WHAT THE EXERCISE ASKS
Identify all lines of the data containing the string "tyre" and copy them.

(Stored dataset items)
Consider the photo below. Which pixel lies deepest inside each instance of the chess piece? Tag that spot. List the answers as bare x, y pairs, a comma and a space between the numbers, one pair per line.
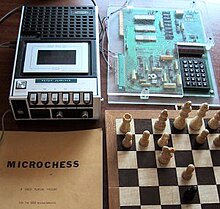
166, 154
190, 193
127, 141
202, 137
125, 126
213, 123
144, 140
196, 122
180, 121
163, 140
216, 141
187, 173
160, 123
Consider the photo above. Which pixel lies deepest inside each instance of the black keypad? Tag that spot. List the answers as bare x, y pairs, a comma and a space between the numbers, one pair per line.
194, 74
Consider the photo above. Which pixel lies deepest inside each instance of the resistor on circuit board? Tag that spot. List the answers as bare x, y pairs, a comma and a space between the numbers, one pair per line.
161, 25
145, 84
134, 75
175, 65
165, 78
169, 85
178, 80
157, 69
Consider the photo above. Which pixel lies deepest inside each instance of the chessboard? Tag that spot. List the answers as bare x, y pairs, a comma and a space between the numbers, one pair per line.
136, 179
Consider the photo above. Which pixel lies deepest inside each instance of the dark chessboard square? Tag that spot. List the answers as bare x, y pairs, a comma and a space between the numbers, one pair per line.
140, 125
183, 158
176, 131
157, 136
128, 177
182, 190
211, 206
120, 138
211, 131
171, 207
215, 154
146, 159
149, 195
167, 176
195, 145
205, 176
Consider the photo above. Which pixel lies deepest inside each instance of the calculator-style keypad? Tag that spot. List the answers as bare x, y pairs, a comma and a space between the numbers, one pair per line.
194, 74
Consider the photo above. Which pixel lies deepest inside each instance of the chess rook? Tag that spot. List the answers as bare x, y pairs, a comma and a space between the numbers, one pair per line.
144, 140
127, 141
166, 154
125, 126
188, 172
216, 141
202, 137
160, 123
180, 121
196, 122
213, 123
163, 140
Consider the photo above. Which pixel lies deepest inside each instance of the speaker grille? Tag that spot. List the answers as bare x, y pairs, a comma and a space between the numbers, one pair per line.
59, 22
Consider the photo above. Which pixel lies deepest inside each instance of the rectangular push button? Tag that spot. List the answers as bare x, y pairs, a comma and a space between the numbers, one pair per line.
65, 98
87, 98
76, 98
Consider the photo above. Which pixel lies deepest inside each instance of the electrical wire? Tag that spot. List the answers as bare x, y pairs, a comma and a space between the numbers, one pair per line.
8, 44
3, 125
103, 33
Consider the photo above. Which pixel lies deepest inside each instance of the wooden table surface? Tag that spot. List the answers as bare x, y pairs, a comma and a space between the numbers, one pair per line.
8, 32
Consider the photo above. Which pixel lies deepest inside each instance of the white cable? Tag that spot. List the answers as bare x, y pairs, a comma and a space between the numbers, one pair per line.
3, 125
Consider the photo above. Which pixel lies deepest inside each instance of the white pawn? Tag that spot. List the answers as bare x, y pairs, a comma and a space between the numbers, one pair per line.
127, 141
196, 122
202, 137
216, 141
166, 154
213, 123
160, 123
125, 126
180, 121
144, 140
163, 140
188, 172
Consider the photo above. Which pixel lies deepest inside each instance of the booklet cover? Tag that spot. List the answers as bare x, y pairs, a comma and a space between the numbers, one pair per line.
51, 170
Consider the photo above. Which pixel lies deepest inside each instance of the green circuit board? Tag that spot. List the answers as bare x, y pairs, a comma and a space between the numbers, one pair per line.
152, 41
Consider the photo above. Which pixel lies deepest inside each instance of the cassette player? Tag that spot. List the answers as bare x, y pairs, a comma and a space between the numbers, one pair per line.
56, 73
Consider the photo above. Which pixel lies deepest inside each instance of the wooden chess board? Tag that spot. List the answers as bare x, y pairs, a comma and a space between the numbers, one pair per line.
136, 179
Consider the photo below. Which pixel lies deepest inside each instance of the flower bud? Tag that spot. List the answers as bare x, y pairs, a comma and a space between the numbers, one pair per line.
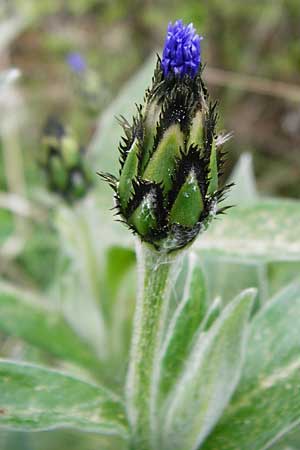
168, 190
63, 162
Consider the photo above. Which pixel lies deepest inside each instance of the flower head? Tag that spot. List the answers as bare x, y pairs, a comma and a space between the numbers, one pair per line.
168, 189
76, 62
182, 54
63, 162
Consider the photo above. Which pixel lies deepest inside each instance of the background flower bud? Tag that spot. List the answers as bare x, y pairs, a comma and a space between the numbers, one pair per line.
63, 162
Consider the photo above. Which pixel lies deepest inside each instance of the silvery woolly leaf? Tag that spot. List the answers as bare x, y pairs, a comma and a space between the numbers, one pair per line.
210, 377
266, 404
34, 398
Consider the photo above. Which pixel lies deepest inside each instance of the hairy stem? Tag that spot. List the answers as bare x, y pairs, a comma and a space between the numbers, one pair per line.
155, 275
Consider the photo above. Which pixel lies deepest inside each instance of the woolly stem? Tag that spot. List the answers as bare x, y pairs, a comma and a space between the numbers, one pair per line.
155, 271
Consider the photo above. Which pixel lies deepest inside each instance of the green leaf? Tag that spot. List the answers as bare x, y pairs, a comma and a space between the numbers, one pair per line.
183, 326
34, 398
267, 231
266, 404
119, 261
42, 327
211, 374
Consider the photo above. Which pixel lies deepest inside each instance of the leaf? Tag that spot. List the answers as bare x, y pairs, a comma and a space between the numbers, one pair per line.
42, 327
244, 189
211, 374
227, 277
267, 231
186, 320
34, 398
266, 404
119, 261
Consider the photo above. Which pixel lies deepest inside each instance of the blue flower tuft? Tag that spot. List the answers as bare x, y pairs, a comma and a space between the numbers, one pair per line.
76, 62
182, 53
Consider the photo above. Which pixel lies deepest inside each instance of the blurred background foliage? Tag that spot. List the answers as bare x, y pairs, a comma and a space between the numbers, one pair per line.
252, 52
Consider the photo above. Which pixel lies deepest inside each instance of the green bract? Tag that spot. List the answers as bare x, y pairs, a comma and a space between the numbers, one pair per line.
168, 189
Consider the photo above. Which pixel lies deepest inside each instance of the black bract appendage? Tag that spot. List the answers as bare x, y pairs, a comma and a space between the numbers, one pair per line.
170, 163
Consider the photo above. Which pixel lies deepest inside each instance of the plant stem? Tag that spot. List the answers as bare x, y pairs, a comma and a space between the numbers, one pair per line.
155, 273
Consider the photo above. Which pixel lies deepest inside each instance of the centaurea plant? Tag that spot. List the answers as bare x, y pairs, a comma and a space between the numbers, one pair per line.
211, 366
167, 193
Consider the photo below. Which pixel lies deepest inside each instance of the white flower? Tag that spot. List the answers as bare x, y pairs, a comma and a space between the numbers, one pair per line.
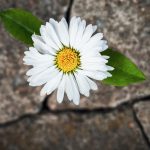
67, 59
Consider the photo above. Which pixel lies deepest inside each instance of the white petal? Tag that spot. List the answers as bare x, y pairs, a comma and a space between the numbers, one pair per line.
93, 66
94, 28
97, 59
68, 88
76, 95
61, 89
82, 84
63, 32
95, 41
79, 35
73, 28
97, 75
43, 77
87, 34
53, 34
92, 84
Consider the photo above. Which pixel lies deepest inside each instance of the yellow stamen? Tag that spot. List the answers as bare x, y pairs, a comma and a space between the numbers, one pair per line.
67, 60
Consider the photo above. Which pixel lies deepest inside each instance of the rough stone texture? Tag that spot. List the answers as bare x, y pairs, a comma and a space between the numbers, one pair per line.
143, 114
16, 97
126, 26
94, 131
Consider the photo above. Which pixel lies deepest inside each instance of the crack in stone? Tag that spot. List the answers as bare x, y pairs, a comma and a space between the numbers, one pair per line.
145, 137
46, 110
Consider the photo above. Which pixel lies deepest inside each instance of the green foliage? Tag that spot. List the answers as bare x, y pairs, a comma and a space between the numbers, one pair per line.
20, 24
125, 72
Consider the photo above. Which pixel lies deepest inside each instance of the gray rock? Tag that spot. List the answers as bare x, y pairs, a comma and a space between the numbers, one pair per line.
142, 110
126, 26
16, 97
93, 131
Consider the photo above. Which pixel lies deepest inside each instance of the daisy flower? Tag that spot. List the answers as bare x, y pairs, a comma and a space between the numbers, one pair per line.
67, 58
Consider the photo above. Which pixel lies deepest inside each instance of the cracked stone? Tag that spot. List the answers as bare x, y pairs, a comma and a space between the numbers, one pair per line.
126, 26
70, 131
142, 110
16, 97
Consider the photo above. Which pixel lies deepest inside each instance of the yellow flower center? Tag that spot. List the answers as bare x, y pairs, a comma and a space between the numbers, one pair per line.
67, 60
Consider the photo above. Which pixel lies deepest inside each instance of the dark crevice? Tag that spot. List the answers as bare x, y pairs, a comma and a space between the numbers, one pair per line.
145, 137
68, 12
15, 121
45, 110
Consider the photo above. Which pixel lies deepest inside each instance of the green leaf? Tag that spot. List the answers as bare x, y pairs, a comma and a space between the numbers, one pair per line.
20, 24
125, 72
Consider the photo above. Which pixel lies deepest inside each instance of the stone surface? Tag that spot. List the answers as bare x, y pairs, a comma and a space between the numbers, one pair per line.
70, 131
16, 97
126, 26
142, 110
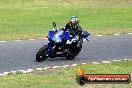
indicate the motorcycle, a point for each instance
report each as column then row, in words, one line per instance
column 58, row 46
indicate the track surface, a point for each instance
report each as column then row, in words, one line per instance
column 21, row 55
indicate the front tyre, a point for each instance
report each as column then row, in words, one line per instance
column 42, row 54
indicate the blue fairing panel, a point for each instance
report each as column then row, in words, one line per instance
column 66, row 35
column 85, row 34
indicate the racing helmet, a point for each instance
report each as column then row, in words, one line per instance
column 74, row 22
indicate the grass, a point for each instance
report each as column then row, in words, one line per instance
column 65, row 78
column 23, row 19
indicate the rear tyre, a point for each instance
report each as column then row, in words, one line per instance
column 42, row 54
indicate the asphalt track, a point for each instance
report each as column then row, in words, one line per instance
column 20, row 55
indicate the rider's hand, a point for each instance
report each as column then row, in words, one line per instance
column 68, row 42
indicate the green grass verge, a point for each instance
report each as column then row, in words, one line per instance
column 23, row 19
column 65, row 78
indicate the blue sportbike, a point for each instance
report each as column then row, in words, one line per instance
column 61, row 44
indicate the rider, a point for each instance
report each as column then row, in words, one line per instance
column 74, row 28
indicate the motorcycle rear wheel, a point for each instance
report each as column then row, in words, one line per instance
column 42, row 54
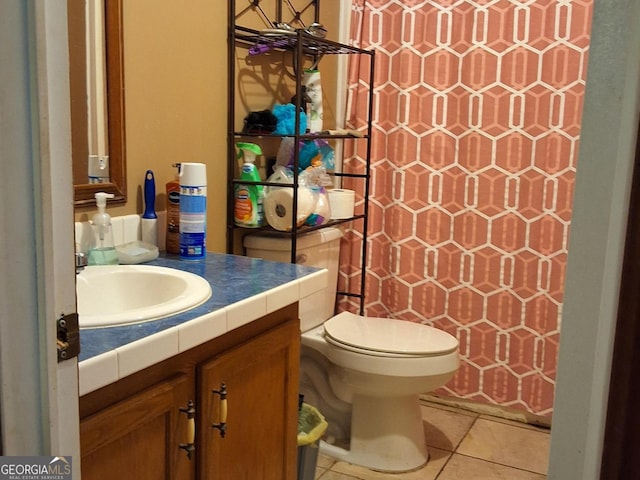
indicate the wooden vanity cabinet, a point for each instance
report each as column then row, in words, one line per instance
column 134, row 427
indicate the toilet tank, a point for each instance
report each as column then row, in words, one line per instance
column 319, row 248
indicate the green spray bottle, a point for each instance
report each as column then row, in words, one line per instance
column 248, row 199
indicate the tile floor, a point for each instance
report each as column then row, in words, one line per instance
column 464, row 446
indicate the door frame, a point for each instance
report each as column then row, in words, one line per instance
column 38, row 395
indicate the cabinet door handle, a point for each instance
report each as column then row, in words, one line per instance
column 222, row 426
column 190, row 446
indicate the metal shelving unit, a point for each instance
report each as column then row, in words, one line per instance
column 303, row 47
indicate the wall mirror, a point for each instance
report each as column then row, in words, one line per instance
column 97, row 120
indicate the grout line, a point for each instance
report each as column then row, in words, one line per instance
column 500, row 464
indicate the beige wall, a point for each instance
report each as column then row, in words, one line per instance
column 176, row 100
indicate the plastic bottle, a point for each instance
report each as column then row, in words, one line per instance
column 172, row 241
column 103, row 251
column 193, row 210
column 248, row 199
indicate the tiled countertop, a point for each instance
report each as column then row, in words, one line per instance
column 243, row 290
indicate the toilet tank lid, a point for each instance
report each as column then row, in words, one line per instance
column 389, row 335
column 282, row 241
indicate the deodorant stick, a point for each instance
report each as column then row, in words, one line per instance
column 193, row 210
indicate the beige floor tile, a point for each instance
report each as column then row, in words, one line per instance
column 438, row 458
column 466, row 468
column 445, row 429
column 507, row 445
column 331, row 475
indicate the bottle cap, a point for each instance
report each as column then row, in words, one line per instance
column 193, row 174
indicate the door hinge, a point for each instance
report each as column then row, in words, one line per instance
column 68, row 339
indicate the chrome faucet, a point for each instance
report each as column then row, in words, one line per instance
column 81, row 261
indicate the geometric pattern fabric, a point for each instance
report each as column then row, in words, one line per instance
column 477, row 109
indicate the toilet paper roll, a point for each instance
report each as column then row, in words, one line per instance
column 278, row 207
column 342, row 203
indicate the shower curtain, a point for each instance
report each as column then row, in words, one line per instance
column 477, row 110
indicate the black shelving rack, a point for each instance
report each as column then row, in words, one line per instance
column 303, row 47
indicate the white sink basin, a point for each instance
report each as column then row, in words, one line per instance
column 110, row 295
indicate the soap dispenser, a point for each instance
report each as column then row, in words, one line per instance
column 103, row 251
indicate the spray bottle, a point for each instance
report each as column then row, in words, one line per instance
column 172, row 242
column 248, row 199
column 103, row 251
column 193, row 210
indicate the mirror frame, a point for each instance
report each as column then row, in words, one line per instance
column 84, row 194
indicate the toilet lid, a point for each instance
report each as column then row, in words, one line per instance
column 387, row 335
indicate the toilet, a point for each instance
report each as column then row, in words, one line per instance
column 364, row 374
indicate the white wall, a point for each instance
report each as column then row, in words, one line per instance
column 596, row 245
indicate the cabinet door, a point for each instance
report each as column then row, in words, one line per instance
column 139, row 437
column 261, row 380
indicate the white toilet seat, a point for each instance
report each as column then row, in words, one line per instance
column 385, row 337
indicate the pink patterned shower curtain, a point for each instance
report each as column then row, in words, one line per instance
column 476, row 125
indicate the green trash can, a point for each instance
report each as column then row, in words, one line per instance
column 311, row 426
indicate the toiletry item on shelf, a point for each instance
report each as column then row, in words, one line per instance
column 172, row 240
column 193, row 210
column 248, row 199
column 149, row 222
column 278, row 207
column 311, row 81
column 103, row 250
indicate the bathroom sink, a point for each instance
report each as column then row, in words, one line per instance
column 110, row 295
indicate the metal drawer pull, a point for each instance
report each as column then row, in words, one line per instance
column 222, row 426
column 190, row 446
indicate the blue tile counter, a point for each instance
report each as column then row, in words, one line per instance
column 244, row 289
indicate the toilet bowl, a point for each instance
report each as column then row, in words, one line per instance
column 380, row 366
column 364, row 374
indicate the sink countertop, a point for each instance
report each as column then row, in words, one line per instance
column 244, row 289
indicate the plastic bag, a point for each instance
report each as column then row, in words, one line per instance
column 311, row 425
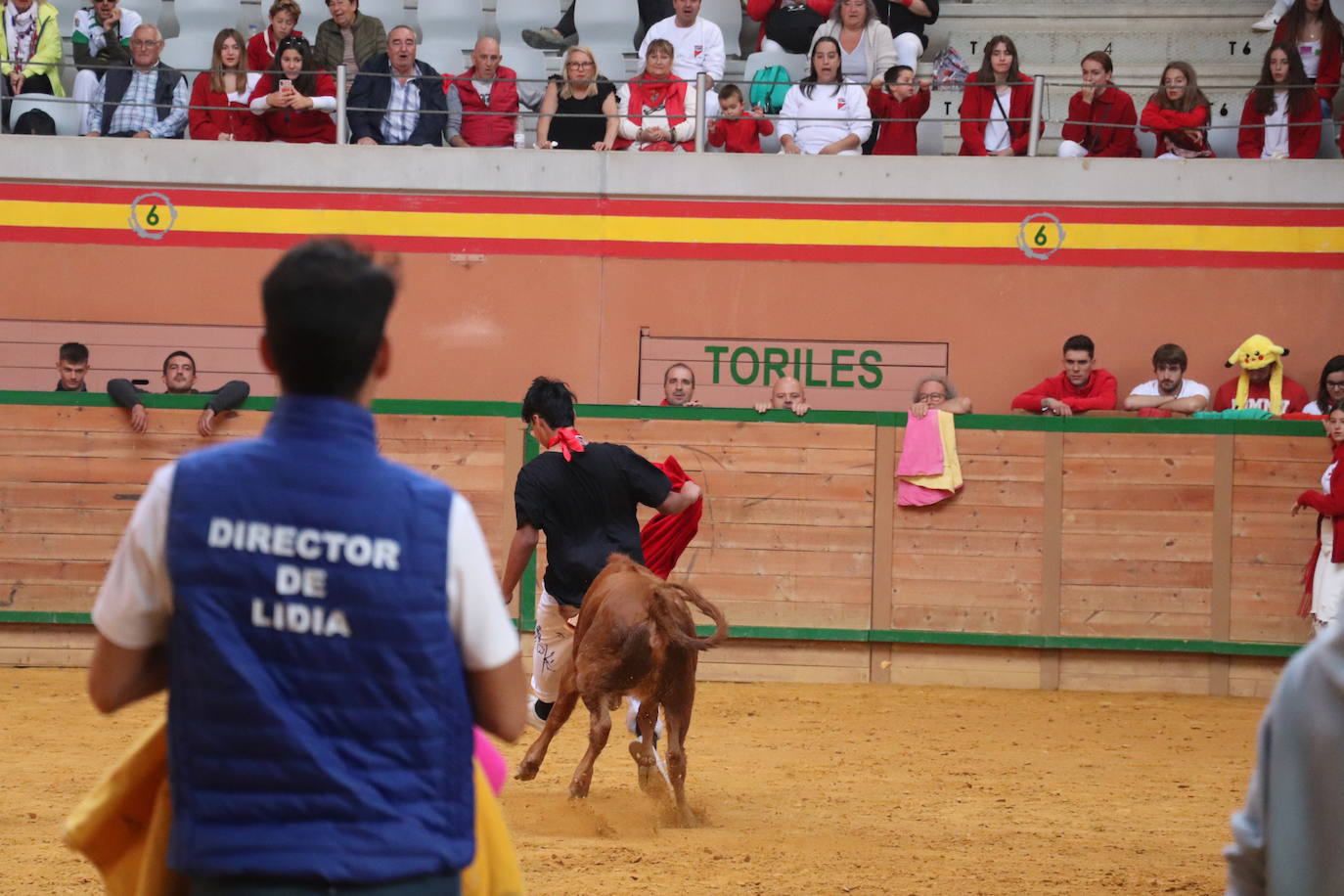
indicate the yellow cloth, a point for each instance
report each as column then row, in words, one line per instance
column 951, row 475
column 1257, row 352
column 122, row 825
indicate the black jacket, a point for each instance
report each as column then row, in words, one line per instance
column 373, row 89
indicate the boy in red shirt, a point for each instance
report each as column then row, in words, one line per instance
column 902, row 103
column 732, row 129
column 1081, row 387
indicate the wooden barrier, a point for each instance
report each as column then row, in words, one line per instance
column 1085, row 554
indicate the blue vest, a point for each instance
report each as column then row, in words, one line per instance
column 319, row 720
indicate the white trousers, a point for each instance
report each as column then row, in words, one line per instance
column 909, row 49
column 1071, row 150
column 553, row 647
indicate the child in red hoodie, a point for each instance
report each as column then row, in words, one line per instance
column 904, row 104
column 733, row 129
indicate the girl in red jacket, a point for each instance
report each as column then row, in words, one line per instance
column 899, row 104
column 1325, row 569
column 1281, row 118
column 1100, row 117
column 293, row 101
column 1315, row 31
column 261, row 49
column 1178, row 113
column 219, row 97
column 996, row 104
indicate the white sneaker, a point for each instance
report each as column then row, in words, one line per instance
column 532, row 719
column 1268, row 23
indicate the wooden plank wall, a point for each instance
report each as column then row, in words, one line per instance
column 70, row 477
column 1128, row 535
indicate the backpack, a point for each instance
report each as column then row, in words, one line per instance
column 769, row 86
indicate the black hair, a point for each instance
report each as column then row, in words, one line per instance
column 1080, row 344
column 179, row 353
column 1322, row 395
column 894, row 72
column 306, row 79
column 809, row 81
column 552, row 400
column 326, row 305
column 74, row 353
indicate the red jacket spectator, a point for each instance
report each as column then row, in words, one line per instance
column 208, row 124
column 261, row 49
column 739, row 135
column 1257, row 395
column 297, row 125
column 481, row 129
column 1304, row 132
column 758, row 10
column 1109, row 129
column 1171, row 125
column 1330, row 64
column 1097, row 395
column 898, row 137
column 976, row 104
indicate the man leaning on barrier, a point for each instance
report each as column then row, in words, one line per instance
column 397, row 100
column 147, row 101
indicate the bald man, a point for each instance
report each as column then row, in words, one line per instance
column 397, row 100
column 487, row 87
column 785, row 394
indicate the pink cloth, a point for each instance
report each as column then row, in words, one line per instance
column 492, row 762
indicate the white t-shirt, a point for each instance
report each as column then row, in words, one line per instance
column 829, row 114
column 1276, row 128
column 135, row 602
column 695, row 49
column 1188, row 388
column 996, row 132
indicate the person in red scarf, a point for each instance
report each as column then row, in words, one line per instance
column 1324, row 575
column 584, row 496
column 657, row 109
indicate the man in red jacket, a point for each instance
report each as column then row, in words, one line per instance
column 1081, row 387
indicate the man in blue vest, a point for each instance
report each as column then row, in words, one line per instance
column 328, row 625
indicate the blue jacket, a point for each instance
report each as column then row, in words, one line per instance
column 319, row 719
column 374, row 90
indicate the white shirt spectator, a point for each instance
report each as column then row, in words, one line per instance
column 1188, row 388
column 829, row 114
column 695, row 49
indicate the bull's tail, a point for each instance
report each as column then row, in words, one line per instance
column 660, row 611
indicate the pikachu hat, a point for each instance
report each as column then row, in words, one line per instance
column 1251, row 355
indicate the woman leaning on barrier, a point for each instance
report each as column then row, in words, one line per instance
column 996, row 104
column 866, row 49
column 291, row 101
column 1315, row 29
column 1178, row 113
column 579, row 109
column 1281, row 118
column 219, row 97
column 823, row 114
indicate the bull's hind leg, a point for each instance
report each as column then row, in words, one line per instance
column 560, row 715
column 600, row 729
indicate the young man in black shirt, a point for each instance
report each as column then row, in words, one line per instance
column 584, row 496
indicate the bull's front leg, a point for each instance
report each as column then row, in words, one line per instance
column 600, row 729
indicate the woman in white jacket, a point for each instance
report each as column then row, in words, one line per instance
column 866, row 47
column 824, row 114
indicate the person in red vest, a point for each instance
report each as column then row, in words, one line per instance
column 1080, row 387
column 481, row 98
column 1100, row 115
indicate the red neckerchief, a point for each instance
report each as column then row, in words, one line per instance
column 568, row 439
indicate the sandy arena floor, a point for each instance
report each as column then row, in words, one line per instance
column 804, row 788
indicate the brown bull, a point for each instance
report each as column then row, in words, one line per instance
column 635, row 636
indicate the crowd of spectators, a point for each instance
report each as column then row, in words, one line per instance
column 852, row 45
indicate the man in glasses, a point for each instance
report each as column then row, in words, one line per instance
column 101, row 38
column 148, row 101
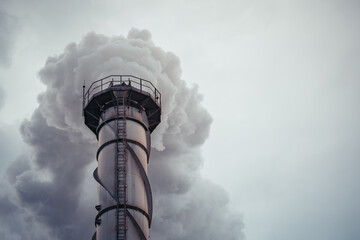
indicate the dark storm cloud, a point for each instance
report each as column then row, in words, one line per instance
column 186, row 205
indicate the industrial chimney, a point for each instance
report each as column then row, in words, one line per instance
column 122, row 111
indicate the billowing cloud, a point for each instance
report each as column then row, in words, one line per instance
column 52, row 189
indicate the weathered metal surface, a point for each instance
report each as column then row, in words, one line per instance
column 122, row 117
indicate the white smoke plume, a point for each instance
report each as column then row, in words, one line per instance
column 53, row 189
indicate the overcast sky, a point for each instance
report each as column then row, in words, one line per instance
column 280, row 79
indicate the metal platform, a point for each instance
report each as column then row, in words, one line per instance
column 101, row 94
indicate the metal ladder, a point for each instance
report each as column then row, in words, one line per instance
column 121, row 158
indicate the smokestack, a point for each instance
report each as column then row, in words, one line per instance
column 122, row 111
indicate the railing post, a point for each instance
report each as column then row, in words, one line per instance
column 83, row 98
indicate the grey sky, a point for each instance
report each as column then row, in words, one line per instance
column 280, row 80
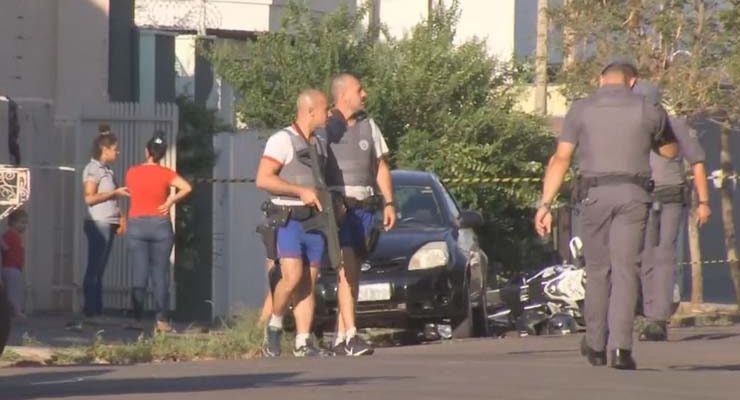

WRITTEN RESPONSE
indicate the front tyre, a point for each instance
indicate the rear tyre, a point for each instance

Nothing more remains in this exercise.